* [Your instructions]: Would you set down the data below exactly as shown?

* [Provided records]:
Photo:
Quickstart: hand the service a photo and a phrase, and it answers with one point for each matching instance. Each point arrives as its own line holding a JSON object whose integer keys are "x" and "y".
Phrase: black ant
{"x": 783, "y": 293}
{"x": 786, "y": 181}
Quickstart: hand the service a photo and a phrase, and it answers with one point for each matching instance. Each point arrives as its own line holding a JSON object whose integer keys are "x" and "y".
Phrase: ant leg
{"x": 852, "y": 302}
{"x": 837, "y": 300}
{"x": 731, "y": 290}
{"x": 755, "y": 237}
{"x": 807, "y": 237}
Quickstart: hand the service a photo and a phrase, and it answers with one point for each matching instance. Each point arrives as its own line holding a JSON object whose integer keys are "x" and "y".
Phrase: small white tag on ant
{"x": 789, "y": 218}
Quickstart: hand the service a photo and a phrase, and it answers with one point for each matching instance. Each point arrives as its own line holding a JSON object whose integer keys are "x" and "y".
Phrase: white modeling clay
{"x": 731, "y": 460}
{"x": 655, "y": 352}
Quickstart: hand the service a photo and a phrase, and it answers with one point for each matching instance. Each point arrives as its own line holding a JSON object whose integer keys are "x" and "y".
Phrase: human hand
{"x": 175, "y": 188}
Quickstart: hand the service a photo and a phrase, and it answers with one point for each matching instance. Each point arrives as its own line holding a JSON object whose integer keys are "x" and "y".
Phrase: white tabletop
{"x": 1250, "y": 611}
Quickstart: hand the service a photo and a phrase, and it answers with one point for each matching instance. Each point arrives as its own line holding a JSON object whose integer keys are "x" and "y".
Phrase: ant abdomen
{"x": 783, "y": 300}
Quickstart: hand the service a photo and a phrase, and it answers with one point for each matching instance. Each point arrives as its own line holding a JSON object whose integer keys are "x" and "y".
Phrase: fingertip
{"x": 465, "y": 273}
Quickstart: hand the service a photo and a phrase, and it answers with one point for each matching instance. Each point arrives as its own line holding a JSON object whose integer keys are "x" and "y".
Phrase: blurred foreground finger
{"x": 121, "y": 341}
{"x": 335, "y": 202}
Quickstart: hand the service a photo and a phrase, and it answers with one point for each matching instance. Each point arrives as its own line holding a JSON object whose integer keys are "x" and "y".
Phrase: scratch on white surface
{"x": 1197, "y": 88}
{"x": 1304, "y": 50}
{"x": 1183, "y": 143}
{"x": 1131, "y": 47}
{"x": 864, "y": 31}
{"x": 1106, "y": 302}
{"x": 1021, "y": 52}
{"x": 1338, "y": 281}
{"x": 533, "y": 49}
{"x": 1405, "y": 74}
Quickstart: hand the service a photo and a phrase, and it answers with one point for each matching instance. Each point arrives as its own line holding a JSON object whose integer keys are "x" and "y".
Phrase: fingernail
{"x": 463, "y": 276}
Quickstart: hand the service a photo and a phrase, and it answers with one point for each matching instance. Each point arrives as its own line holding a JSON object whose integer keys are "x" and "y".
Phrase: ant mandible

* [Worked solution]:
Photo:
Quickstart: hand the service a photo and a phrase, and it answers with one point for each matching instance. Each point arrives as its own line holding a JSON object whose integer keys are "x" and "y".
Phrase: black ant
{"x": 783, "y": 293}
{"x": 786, "y": 181}
Quickstart: hand the service a photo and a phrase, and it answers with one point for each matching instance. Each point arrives as its own line holding a JSON object whose integer keys are "x" and "y".
Phrase: ant leg
{"x": 852, "y": 302}
{"x": 837, "y": 300}
{"x": 731, "y": 290}
{"x": 755, "y": 237}
{"x": 807, "y": 237}
Quickstart: hand the service a photo and a phrase, and it answers with one point for each matching instance. Each point arrives as its own line holding a JSON object whose integer keys are "x" and "y".
Phrase: small white tag on ant
{"x": 789, "y": 218}
Quickstart: hand the service a photo and a phrase, and it answers with one point for each matching instance. Each point arrives as its own line holding a JSON object whose integer keys are "x" and "y".
Phrase: white modeling clay
{"x": 731, "y": 460}
{"x": 655, "y": 352}
Quickstart: hand the service a photo and a phrase, and it answers with one point for each matching instance. Each point arrives as its own line holding a JSON object whose integer keys are "x" and "y".
Phrase: human hand
{"x": 175, "y": 188}
Quickstart: hand the service a photo and a phrase, and it answers with one point for each matching instance. Each point arrives as its own line holding a JSON object whose integer keys are "x" and "y".
Phrase: white tabletop
{"x": 1250, "y": 611}
Quickstart: hand the service a photo and a phrase, and it answers with one point for each matching instance. Each point arrives as its own line holding a JSON object whose integer keys are "x" and "y".
Phrase: ant abdomen
{"x": 783, "y": 300}
Quickstart: hand the service a photo and a phrase, and it answers with one point for each matching instance. Each point arrives as its own line holding a JSON object whose integer keys are "x" and "y".
Phrase: fingertip
{"x": 465, "y": 273}
Quickstart: hand the service a photo and a phrase, and it answers with one point for each matching instance. Each point arrives as its own line holding a JSON object whose integer keys are "x" and "y".
Phrase: blurred foreground finger
{"x": 121, "y": 341}
{"x": 335, "y": 202}
Quickstart: hand the service a photo and a phrase, and it answers with one point for each matching instance. Each point arrives as its own line holding a JSON object whose integer keys are "x" and "y".
Phrase: scratch on white surface
{"x": 1197, "y": 88}
{"x": 1304, "y": 50}
{"x": 1183, "y": 143}
{"x": 1131, "y": 47}
{"x": 864, "y": 31}
{"x": 1106, "y": 302}
{"x": 1021, "y": 52}
{"x": 1338, "y": 281}
{"x": 533, "y": 49}
{"x": 1405, "y": 74}
Quickstart: hand the service a photo and a phrase, and it answers with one point for each matching instance. Each point arrives as its own line holding a JSON object whose integer keys are "x" and "y".
Phrase: fingernail
{"x": 463, "y": 276}
Quickstart: hand the service a photo and a phrase, and it answers with one point for each matching instance. Each point arrives as its own line holding a JSON object whose integer keys are "x" and "y".
Phrase: ant mandible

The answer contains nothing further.